*Written tasks*:
- a) Echo the raw socket question, from "(2) Do the calls" to "2nd packet also?", inclusive.
- b) Answer these questions from the raw socket question:
(i) What buffer size does the code pass to recvfrom?
(ii) Which tools are named as outside the scope?
(iii) In the example for question (2), how many bytes does each incoming packet have?
- c) Does the raw socket question support each statement below? Answer yes or no, and quote the words that decide it.
(i) The router uses separate sockets for TCP and UDP.
(ii) The goal is to sniff only incoming packets.
(iii) Packet reordering falls within the scope of the question.

*Provided passage*:

########################################

1
votes

I am trying to read packets in a router, like this in python:

# (skipping the exception handling code here)    
s = socket.socket(socket.AF_PACKET, socket.SOCK_RAW, socket.ntohs(0x0003))
while True:
    p = s.recvfrom(2000)
    pkt = p[0]
    # process pkt here ...

Answers to a related question (36115971) say that parameters and methods for UDP vs TCP data are different (some say recv is for TCP and recvfrom is for UDP, and others say the opposite, similarly some say 1024 as buffer size for TCP and larger for UDP, and again some say the reverse). In my case of reading in a router, I do not have different sockets for TCP and UDP, so I need to read both from the same socket, so I am bit confused regarding how I should read the incoming packets.

(1) Should I use recv() or recvfrom(), if I want to read both TCP and UDP packets?

(2) Do the calls return data one packet at a time, or do they return after the buffer is filled up? eg, if I have a large buffer of 4096 bytes, and the incoming streaming 2 packets have 2400 bytes each, will the call return as soon as the 1st packet ends, or will it return after filling up the buffer from the 2nd packet also?

(2a) same question, but if I have a smaller buffer of 2000 bytes. It is clear that on the 1st call I will get the first 2000 bytes of the 1st packet. But on the next call, will I get the last 400 bytes of the 1st packet, or the first 2000 bytes of the 2nd packet?

(3) If I am delayed in making the next call, maybe because I was busy processing the 1st dataset, am I in danger of losing data, or will the OS keep its internal queue of the incoming packets to be given to me when I call the next time? If the OS keeps its internal queue, where can I find information about its size?

NOTE: Some of the given replies have been divergent, so let me put in some boundaries to my question. Hopefully these restrictions will help to give more specific answers.

(a) My objective is to sniff the incoming packets with python sockets only. So other solutions involving tcpdump or tshark etc are outside the scope.

(b) The objective is to only sniff for incoming packets. Additional details like packet reordering (for connection oriented protocols like TCP) are outside the scope, actually they are avoidable overhead.

########################################

*Data records*:
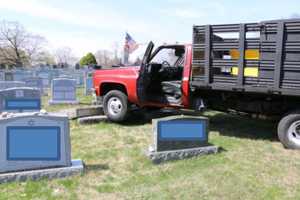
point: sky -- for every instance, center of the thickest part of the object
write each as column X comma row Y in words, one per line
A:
column 89, row 25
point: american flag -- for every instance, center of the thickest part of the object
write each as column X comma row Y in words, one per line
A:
column 130, row 44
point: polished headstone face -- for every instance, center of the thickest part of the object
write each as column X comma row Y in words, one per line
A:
column 8, row 76
column 45, row 75
column 88, row 83
column 21, row 75
column 180, row 132
column 11, row 84
column 20, row 99
column 63, row 91
column 34, row 141
column 2, row 76
column 35, row 82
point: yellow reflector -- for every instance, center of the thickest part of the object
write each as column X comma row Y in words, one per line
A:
column 250, row 54
column 248, row 71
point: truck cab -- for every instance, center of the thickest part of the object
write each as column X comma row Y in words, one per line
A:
column 162, row 80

########################################

*Task-by-task outputs*:
- a)
(2) Do the calls return data one packet at a time, or do they return after the buffer is filled up? eg, if I have a large buffer of 4096 bytes, and the incoming streaming 2 packets have 2400 bytes each, will the call return as soon as the 1st packet ends, or will it return after filling up the buffer from the 2nd packet also?

- b)
(i) 2000
(ii) tcpdump and tshark
(iii) 2400 bytes

- c)
(i) No: "I do not have different sockets for TCP and UDP"
(ii) Yes: "The objective is to only sniff for incoming packets."
(iii) No: "Additional details like packet reordering (for connection oriented protocols like TCP) are outside the scope"